**Page**
Nous avons publié des rapports choquants sur le président du Salvador, et maintenant nous ne pouvons pas rentrer chez nous.

Nous avons publié des rapports choquants sur le président du Salvador, et maintenant nous ne pouvons pas rentrer chez nous.

Nous pensions être hors du pays pour seulement quelques jours. Nous supposions que dans la semaine suivant la publication, le gouvernement salvadorien serait préoccupé par autre chose. Nous avions prévu d'évaluer les risques avant de revenir. Nous avons voyagé léger, avec uniquement des bagages cabine — personne n'avait emporté plus de dix paires de sous-vêtements.

Nous avions une routine bien rodée pour ces occasions, que nous appelions le « départ préventif », et cela avait toujours fonctionné pour nous auparavant. Pour la première fois, l'un d'entre nous a exprimé l'inquiétude que le gouvernement puisse riposter sévèrement. Mais nous nous sommes accrochés à l'idée du « départ préventif », nous le répétant une semaine plus tard, puis deux semaines, et même un mois après avoir réalisé que nous ne pouvions pas rentrer.

**Consignes**
A. D'après le récit sur le Salvador, à quels moments les auteurs se sont-ils répété l'idée du « départ préventif » ?
B. Rédigez la suite du récit sur le Salvador à partir de sa dernière phrase.
Le matériel qui suit n'a aucun lien avec le récit sur le Salvador.

**Données**
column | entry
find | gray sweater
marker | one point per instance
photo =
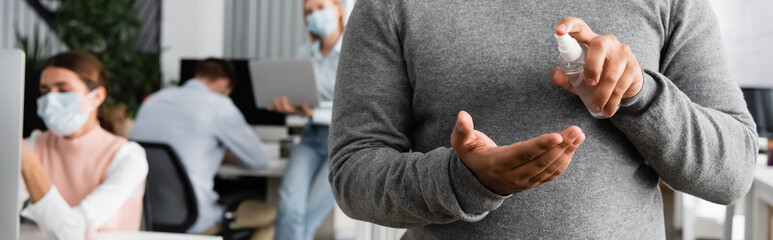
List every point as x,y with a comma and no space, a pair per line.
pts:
408,67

**Corrigés**
A.
- une semaine plus tard
- deux semaines plus tard
- un mois après avoir réalisé qu'ils ne pouvaient pas rentrer

B.
La raison de notre départ était une série de vidéos que notre journal, El Faro, s'apprêtait à publier. La première, intitulée « Les Confessions de Charli : Entretien avec un chef de gang sur ses pactes secrets avec Nayib Bukele », est sortie début mai. À ce moment-là, les journalistes ayant réalisé les entretiens étaient éparpillés entre New York, Mexico, Guatemala et Los Angeles.

Au Salvador, le dictateur populaire Nayib Bukele règne sur les réseaux sociaux. Les likes, cœurs, commentaires et vues sont la monnaie de son royaume. Sa vidéo YouTube la plus vue, présentant la méga-prison Cecot — la seule qu'il veut que le monde voie — a cumulé plus de 4 millions de vues en deux ans. La seconde, « Pourquoi avons-nous détruit les pierres tombales des membres de gangs ? », a dépassé les 3 millions de vues sur la même période. Pour un pays d'environ 6 millions d'habitants, ces chiffres sont énormes, et ce n'est que sur sa chaîne. Sur les réseaux sociaux, Bukele est une marque puissante.

La première vidéo présentait un entretien avec deux membres de gangs qui avaient fui le pays avec l'aide du gouvernement de Bukele. Ils ont détaillé un pacte de huit ans avec l'entourage du dictateur. En 24 heures, la vidéo a dépassé 326 000 vues. Deux mois plus tard, la série en trois parties a atteint 2 millions de vues sur YouTube, et les extraits sur les autres comptes de médias sociaux du journal ont été vus plus de 15 millions de fois.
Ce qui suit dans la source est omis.